» **Brief**: Reproduce the lines in the records below without any changes, everything from the line containing "Each instance of the cowboy" down to the line containing "pixel 245 493", both included.

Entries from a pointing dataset
-.-.-

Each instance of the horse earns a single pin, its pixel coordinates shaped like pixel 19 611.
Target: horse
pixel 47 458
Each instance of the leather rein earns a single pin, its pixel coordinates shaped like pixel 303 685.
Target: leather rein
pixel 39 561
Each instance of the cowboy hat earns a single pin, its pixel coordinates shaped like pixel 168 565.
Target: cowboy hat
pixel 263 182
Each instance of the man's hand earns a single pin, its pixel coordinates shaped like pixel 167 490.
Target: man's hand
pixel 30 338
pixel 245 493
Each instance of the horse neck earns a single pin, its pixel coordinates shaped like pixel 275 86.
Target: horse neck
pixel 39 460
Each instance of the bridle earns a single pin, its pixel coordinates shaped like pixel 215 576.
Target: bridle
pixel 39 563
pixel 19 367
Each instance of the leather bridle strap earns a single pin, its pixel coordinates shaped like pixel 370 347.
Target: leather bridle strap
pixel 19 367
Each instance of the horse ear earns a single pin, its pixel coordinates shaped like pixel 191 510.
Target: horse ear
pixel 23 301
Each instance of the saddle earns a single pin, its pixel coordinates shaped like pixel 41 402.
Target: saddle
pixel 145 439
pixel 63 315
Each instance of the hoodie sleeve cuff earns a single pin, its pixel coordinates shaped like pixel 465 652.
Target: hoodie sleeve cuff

-.-.-

» **Solution for this task**:
Each instance of the cowboy hat earns a single pin, its pixel coordinates shaped like pixel 168 565.
Target: cowboy hat
pixel 263 182
Each instance of the man's hand earns a single pin, its pixel coordinates shaped like pixel 167 490.
Target: man's hand
pixel 30 338
pixel 245 493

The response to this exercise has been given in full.